Task to complete »
Rewrite all of the listing below with "place a point on each instance" swapped for "mark every instance with a point" and nothing else changed. Leave the pictures out.

Rows taken from a dataset »
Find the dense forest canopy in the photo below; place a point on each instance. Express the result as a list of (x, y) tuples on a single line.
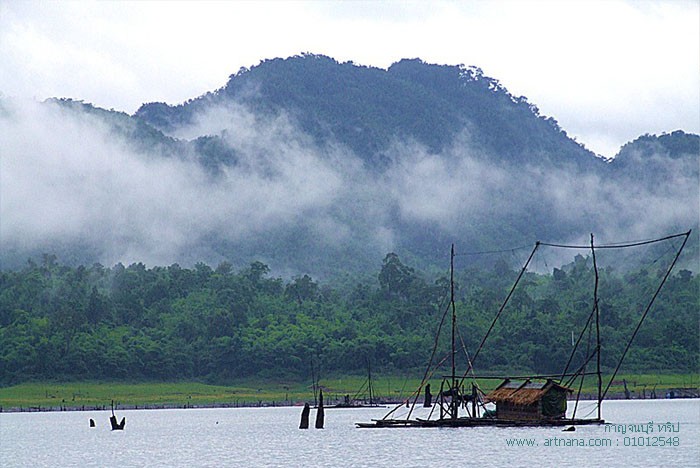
[(218, 324)]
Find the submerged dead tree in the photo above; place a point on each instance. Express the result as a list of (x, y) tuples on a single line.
[(304, 424), (319, 411), (116, 426)]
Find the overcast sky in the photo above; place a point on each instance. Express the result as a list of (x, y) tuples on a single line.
[(608, 71)]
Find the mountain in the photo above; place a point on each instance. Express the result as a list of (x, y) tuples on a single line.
[(367, 109), (314, 166)]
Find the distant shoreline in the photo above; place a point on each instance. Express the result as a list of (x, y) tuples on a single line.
[(261, 404)]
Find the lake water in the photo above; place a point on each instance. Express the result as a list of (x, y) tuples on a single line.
[(270, 437)]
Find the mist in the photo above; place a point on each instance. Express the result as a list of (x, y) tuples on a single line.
[(68, 178)]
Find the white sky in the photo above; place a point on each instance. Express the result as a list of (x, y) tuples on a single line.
[(608, 71)]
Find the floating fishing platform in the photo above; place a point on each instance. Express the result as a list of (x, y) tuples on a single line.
[(525, 401)]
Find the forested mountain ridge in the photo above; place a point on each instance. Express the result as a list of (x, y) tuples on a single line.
[(319, 167), (219, 324), (368, 108)]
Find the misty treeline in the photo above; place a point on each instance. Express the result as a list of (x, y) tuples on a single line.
[(311, 165), (218, 324)]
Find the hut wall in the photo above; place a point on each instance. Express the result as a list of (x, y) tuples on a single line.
[(507, 410)]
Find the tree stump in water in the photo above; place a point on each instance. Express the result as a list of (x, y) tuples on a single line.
[(117, 426), (319, 411), (304, 424), (428, 401)]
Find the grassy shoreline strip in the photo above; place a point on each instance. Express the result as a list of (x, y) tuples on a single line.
[(257, 392)]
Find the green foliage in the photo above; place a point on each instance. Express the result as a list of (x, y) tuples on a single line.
[(173, 323)]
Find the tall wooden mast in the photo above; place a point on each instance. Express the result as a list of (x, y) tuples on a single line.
[(455, 401)]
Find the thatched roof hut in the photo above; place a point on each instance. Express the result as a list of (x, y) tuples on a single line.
[(529, 400)]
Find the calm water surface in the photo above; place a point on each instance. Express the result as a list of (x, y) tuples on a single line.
[(269, 437)]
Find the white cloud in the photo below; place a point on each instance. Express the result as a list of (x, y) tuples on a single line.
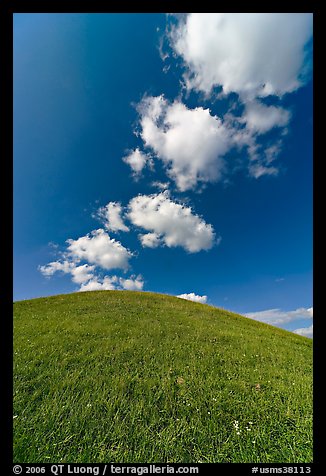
[(110, 283), (261, 118), (150, 240), (172, 223), (160, 185), (137, 160), (55, 266), (278, 317), (80, 274), (132, 284), (99, 249), (193, 297), (305, 331), (96, 284), (111, 217), (190, 142), (252, 54), (257, 170)]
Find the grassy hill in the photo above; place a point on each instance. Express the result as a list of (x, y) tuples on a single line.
[(120, 376)]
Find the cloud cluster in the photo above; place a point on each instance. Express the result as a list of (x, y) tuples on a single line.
[(137, 160), (252, 54), (169, 223), (278, 317), (305, 331), (110, 215), (190, 142), (109, 283), (193, 297), (102, 252), (99, 249)]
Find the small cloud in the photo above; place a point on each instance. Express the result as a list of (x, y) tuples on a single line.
[(99, 249), (150, 240), (191, 143), (305, 331), (193, 297), (278, 317), (170, 223), (110, 215), (161, 185), (137, 160)]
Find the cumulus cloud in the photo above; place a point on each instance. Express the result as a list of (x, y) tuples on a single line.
[(97, 284), (252, 54), (80, 274), (193, 297), (111, 217), (305, 331), (190, 142), (170, 223), (109, 283), (260, 118), (150, 240), (278, 317), (137, 160), (55, 266), (99, 249), (134, 283), (160, 185)]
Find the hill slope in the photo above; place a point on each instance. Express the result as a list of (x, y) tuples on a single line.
[(120, 376)]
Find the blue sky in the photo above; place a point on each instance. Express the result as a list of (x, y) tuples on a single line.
[(174, 152)]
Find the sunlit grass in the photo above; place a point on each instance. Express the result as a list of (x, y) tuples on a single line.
[(118, 376)]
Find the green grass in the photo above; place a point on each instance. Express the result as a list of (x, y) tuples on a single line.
[(120, 376)]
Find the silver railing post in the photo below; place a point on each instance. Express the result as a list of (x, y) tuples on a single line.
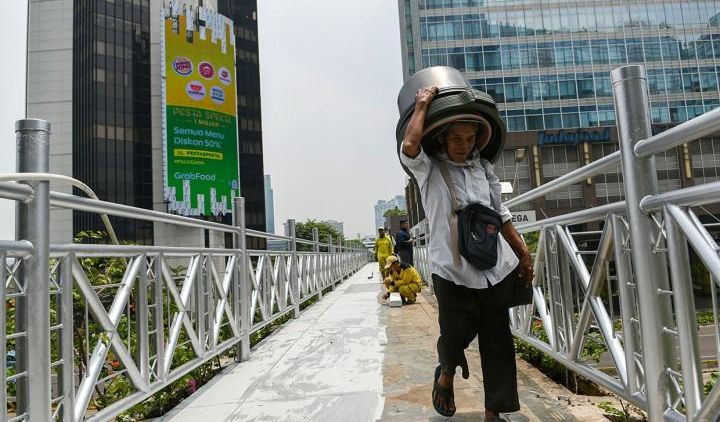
[(331, 262), (682, 288), (632, 111), (242, 289), (316, 261), (293, 277), (33, 309)]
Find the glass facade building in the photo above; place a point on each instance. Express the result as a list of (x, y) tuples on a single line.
[(93, 72), (548, 63), (111, 113), (252, 177)]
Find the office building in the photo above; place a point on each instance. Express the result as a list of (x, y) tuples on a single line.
[(94, 73), (339, 226), (548, 66), (382, 206)]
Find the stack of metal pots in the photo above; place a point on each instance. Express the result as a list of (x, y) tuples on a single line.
[(456, 100)]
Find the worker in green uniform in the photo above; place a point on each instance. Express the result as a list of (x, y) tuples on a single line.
[(403, 278), (383, 249)]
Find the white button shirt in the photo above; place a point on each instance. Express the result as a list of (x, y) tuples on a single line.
[(473, 184)]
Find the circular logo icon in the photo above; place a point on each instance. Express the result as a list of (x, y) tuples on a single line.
[(195, 90), (224, 76), (217, 95), (206, 70), (182, 65)]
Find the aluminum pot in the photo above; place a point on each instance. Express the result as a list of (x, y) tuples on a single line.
[(455, 100)]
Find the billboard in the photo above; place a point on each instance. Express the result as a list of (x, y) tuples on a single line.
[(200, 157)]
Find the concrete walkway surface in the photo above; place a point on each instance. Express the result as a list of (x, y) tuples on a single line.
[(350, 358)]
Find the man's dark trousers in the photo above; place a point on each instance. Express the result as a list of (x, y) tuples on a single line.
[(465, 313)]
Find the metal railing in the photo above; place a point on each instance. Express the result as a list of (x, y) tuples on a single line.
[(623, 281), (83, 320)]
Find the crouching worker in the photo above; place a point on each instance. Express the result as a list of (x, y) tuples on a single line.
[(402, 278)]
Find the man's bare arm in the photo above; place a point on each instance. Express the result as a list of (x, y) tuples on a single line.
[(413, 133)]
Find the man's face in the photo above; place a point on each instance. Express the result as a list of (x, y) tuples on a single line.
[(460, 139)]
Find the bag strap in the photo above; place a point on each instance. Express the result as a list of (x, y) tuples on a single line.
[(454, 242), (451, 187)]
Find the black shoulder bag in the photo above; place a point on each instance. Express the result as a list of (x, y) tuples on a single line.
[(474, 232)]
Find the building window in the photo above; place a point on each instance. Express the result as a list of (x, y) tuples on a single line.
[(557, 161), (668, 171), (513, 166), (608, 186), (706, 160)]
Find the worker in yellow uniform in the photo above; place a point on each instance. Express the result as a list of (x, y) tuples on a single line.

Complete response »
Find the dense forest canopy in the photo below; mark every instance with a point. Express the result as a list of (x, y) tuples on a single line.
[(218, 324)]
Find the submerged dead tree in the photo above; mark every instance with a point. Express the result as a list of (x, y) tuples on a single line.
[(304, 424), (319, 411), (116, 426)]
Find the overcast sky in the photo above; mark every instance with a point. Express the result as a list of (x, y) tuples on a single line.
[(608, 71)]
Find the mountain in the photo above; mark every instance with a point. Express the result as a list of (x, y) tuples on a single line.
[(367, 109), (314, 166)]
Find the distant shoreline in the photo above; mark every instance with a point. Express the result as a list of (x, y) tuples on a single line.
[(261, 404)]
Find the lake water in the photo above; mark every instance with a point. Express the result as a list of (x, y) tuples on a single line.
[(270, 437)]
Find the mist in the photo above; mark every instance with a point. Express the result as a list of (x, y) tuples on a single line.
[(68, 178)]
Find the white sky in the photo above; mark every instance with a point. Express the result as a list of (x, y) tuples on a single line.
[(608, 71)]
Find the floating fishing platform in the photo above; mark every instance with a point. Express the result as a list of (x, y) tuples on a single line.
[(525, 401)]
Find the forested mountain ridge in the photo above; mark every instance with a point. Express the result as a list of (x, y) tuples on a single line.
[(319, 167), (219, 324), (368, 108)]
Find the misty treeline in the photo above; mark every instance with a point. Express the result as a list of (x, y) tuples on a single line.
[(311, 165), (218, 324)]
Find the hut wall in the photo above; mark every instance with a point. Express the result as a list of (x, y) tuples on a single line.
[(507, 410)]
Find the tree stump in water in the photo above; mark every instance with a point. Express the result as a list of (x, y) tuples on a single line.
[(117, 426), (319, 411), (304, 424), (428, 401)]
Find the grassy shoreline strip in the photo above; mark every instance with a point. Express the result as a list of (x, y) tuples on a single line.
[(257, 392)]
Find the green foliage in the photo above; mark every instance with a point. Express the result as a list of (x, y) tuples on a single line.
[(173, 323)]
Find the tall wooden mast in the photo above; mark every instance with a point. Express the result as a list of (x, y) tuples on a single line.
[(455, 401)]
Find the thatched roof hut in the photo above; mark every instance with a point. Express the result as a list of (x, y) tuples on a single line.
[(529, 400)]
Find the calm water surface in the photo above; mark every instance with a point. Express the result as a list of (x, y) tuples on a single line.
[(269, 437)]
Find the white cloud in the photo below; mark every instance with a point. Express the result as a list of (x, y) tuples on a single line.
[(110, 283), (261, 118), (150, 240), (172, 223), (160, 185), (137, 160), (55, 266), (278, 317), (80, 274), (132, 284), (99, 249), (193, 297), (305, 331), (96, 284), (111, 217), (190, 142), (252, 54), (257, 170)]
Find the grassy hill in the photo above; mark every instance with a point. Express the result as a list of (x, y) tuples on a single line.
[(120, 376)]
Find the cloud cluster in the photo above; mark every instance with a point. Express the result as a list of (x, y) tuples on a single line.
[(137, 160), (252, 54), (169, 223), (278, 317), (305, 331), (110, 215), (190, 142), (109, 283), (193, 297), (102, 252), (99, 249)]
Find the small cloud in the photo above; mark every instance with a point. Express the result as a list of (x, y) tuples on a single line.
[(99, 249), (150, 240), (191, 143), (305, 331), (193, 297), (278, 317), (170, 223), (110, 215), (161, 185), (137, 160)]
Find the cumulus cloud in the photo above; mark every instance with a point. Express the result as a list of (x, y) tuples on a single line.
[(97, 284), (252, 54), (80, 274), (193, 297), (111, 217), (305, 331), (190, 142), (170, 223), (109, 283), (260, 118), (150, 240), (278, 317), (137, 160), (55, 266), (99, 249), (134, 283), (160, 185)]
Find the hill slope in the photo above; mark every instance with a point. Express the result as a list of (x, y) tuples on a single line.
[(120, 376)]
Find the blue sky in the photo above; mark every instance with a point. Express the result as a list of (x, y) tuples on a single line.
[(174, 152)]
Find the sunlit grass in the photo above; mark every instance with a point. Express the result as a list of (x, y) tuples on a single line.
[(118, 376)]
Find the green grass in the photo above; mark every instance with a point. Express the result as a list of (x, y) tuples on a single line.
[(120, 376)]
Find the silver railing post in the photo below; mark every instance with a point. Express the result as a list of (x, y) tuples on a single line.
[(331, 262), (682, 288), (632, 111), (242, 289), (316, 261), (293, 277), (33, 309)]
Find the glass facade building in the photo above; mark every instance with a point. Express the result as a list of (x, y) tuples on a single line.
[(93, 72), (548, 63), (111, 113), (252, 177)]
Find the office building in the photo above; mark every instance with a point. Express the result as a list of (x, y) tuples on a single line.
[(94, 73), (339, 226), (548, 66), (382, 206)]
Find the stack of metal pots in the photo above; mark every instance with a point. Express the result as a list of (x, y) tuples on a single line.
[(456, 100)]
Find the worker in green uniform in the photo above; mark every instance with a point. Express the result as a list of (x, y) tuples on a single line.
[(403, 278), (383, 249)]
Find the white button shirt in the photo above; mark every instance with a point. Express the result as a list of (x, y) tuples on a single line.
[(473, 184)]
Find the circular logo icon in the photo above; mark every instance with a point. Express the result as a list of (x, y) tuples on a single line.
[(195, 90), (224, 76), (217, 95), (206, 70), (182, 65)]
Find the aluminum pot in the photo above; mark every instance with a point. Express the result as a list of (x, y) tuples on a single line.
[(455, 100)]
Find the billboard in the photo above; mark every instance with a point. Express the result as a list of (x, y) tuples on a single line.
[(200, 157)]
Find the concrete walkway surface in the photo above; mark every instance with a point. Express the result as a list of (x, y) tuples on a single line.
[(350, 358)]
Find the man's dark trousers in the photo above; mark every instance with a point. Express the result as a list of (x, y) tuples on a single line.
[(465, 313)]
Find the metal railing in the photo above; mark every instance with a point. Express the result as a list of (x, y) tuples on a single line.
[(623, 281), (83, 320)]
Find the crouching worker in the photo above; mark every instance with a point. Express the result as a list of (x, y) tuples on a single line.
[(402, 278)]
Find the man's bare arm in the photo above; mark every instance with a point. Express the result as a list of (x, y) tuples on a single line.
[(413, 133)]
Find the man's face in the photo above; mark every instance with a point. Express the result as a list of (x, y) tuples on a single line.
[(460, 139)]
Find the bag strap in the photo above; mark every instance with a point. Express the result as a list of (x, y) tuples on a single line.
[(454, 242), (451, 187)]
Find the black shoulder bag in the photo above; mark every instance with a point. Express the result as a list of (x, y) tuples on a single line.
[(474, 232)]
Find the building window in the photo above; mark every instance with a point. Express the result as a list of (x, y) tuples on a single line.
[(557, 161), (668, 171), (513, 166), (608, 186), (706, 160)]
Find the worker in yellow uniform in the photo above; mark every instance with a point. Express the result as a list of (x, y) tuples on a single line.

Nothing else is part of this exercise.